WHAT THE TASK ASKS. Convert every line of the entries below into a Markdown table with the columns "Row" and "Line", numbering the rows and leaving out blank lines.

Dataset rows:
——————————
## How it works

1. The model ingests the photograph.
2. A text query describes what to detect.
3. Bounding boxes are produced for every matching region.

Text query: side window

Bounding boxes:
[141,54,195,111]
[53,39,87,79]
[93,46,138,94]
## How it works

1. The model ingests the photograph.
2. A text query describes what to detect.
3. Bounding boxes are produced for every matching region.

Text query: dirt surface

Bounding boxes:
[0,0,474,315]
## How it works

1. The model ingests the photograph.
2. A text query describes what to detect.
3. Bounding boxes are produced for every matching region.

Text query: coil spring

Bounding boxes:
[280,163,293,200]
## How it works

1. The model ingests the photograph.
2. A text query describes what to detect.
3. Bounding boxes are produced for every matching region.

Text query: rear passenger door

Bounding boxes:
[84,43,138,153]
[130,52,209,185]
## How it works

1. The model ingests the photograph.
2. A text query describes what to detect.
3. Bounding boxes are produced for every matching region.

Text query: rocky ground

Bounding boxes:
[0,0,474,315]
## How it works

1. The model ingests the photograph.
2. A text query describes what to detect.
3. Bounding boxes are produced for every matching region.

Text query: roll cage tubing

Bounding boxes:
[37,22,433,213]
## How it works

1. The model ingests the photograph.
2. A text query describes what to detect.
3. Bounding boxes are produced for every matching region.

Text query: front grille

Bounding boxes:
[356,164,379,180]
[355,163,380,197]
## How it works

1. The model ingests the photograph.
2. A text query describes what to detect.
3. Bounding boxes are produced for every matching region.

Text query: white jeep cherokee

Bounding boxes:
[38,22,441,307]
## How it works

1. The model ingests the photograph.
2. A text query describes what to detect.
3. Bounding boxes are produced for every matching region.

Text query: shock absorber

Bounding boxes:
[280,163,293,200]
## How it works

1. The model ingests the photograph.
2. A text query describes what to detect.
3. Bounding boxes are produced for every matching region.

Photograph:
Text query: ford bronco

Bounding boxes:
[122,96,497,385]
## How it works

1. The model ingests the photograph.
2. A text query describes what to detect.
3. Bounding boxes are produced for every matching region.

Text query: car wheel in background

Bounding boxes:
——————————
EXERCISE SOLUTION.
| Row | Line |
|---|---|
| 1 | ## How it works |
| 2 | 1. The model ingests the photograph. |
| 3 | 2. A text query describes what to detect. |
| 4 | 3. Bounding boxes are produced for every matching region. |
| 5 | Text query: side window |
| 6 | Bounding boxes: |
| 7 | [141,54,195,111] |
| 8 | [53,39,87,79] |
| 9 | [93,46,138,94] |
| 10 | ## How it works |
| 11 | 1. The model ingests the photograph. |
| 12 | 2. A text query describes what to detect. |
| 13 | 3. Bounding boxes are produced for every matching region. |
| 14 | Text query: dirt surface |
| 15 | Bounding boxes: |
| 16 | [0,0,474,315] |
| 17 | ## How it works |
| 18 | 1. The model ingests the photograph. |
| 19 | 2. A text query describes what to detect. |
| 20 | 3. Bounding boxes are produced for every matching region. |
| 21 | Text query: coil spring |
| 22 | Bounding boxes: |
| 23 | [280,163,293,200] |
| 24 | ## How it works |
| 25 | 1. The model ingests the photograph. |
| 26 | 2. A text query describes what to detect. |
| 27 | 3. Bounding boxes are produced for every matching region. |
| 28 | Text query: rear passenger door |
| 29 | Bounding boxes: |
| 30 | [84,43,138,153] |
| 31 | [130,52,209,185] |
| 32 | ## How it works |
| 33 | 1. The model ingests the photograph. |
| 34 | 2. A text query describes what to detect. |
| 35 | 3. Bounding boxes are produced for every matching region. |
| 36 | Text query: rocky ground |
| 37 | Bounding boxes: |
| 38 | [0,0,474,315] |
| 39 | ## How it works |
| 40 | 1. The model ingests the photograph. |
| 41 | 2. A text query describes what to detect. |
| 42 | 3. Bounding boxes are produced for every matching region. |
| 43 | Text query: roll cage tubing |
| 44 | Bounding boxes: |
| 45 | [37,22,433,213] |
| 46 | ## How it works |
| 47 | 1. The model ingests the photograph. |
| 48 | 2. A text query describes what to detect. |
| 49 | 3. Bounding boxes are produced for every matching region. |
| 50 | Text query: front grille |
| 51 | Bounding boxes: |
| 52 | [356,164,379,180] |
| 53 | [355,163,380,197] |
| 54 | ## How it works |
| 55 | 1. The model ingests the photograph. |
| 56 | 2. A text query describes what to detect. |
| 57 | 3. Bounding boxes are produced for every matching region. |
| 58 | Text query: white jeep cherokee |
| 59 | Bounding boxes: |
| 60 | [38,22,441,307] |
| 61 | ## How it works |
| 62 | 1. The model ingests the photograph. |
| 63 | 2. A text query describes what to detect. |
| 64 | 3. Bounding boxes are produced for every matching region. |
| 65 | Text query: shock absorber |
| 66 | Bounding boxes: |
| 67 | [280,163,293,200] |
| 68 | ## How it works |
| 69 | 1. The model ingests the photograph. |
| 70 | 2. A text query describes what to detect. |
| 71 | 3. Bounding boxes are produced for every matching region. |
| 72 | Photograph: |
| 73 | Text query: ford bronco |
| 74 | Bounding boxes: |
| 75 | [122,96,497,385] |
| 76 | ## How it works |
| 77 | 1. The model ingests the photograph. |
| 78 | 2. A text query describes what to detect. |
| 79 | 3. Bounding boxes are produced for every matching region. |
| 80 | Text query: car wheel in background |
| 81 | Bounding boxes: |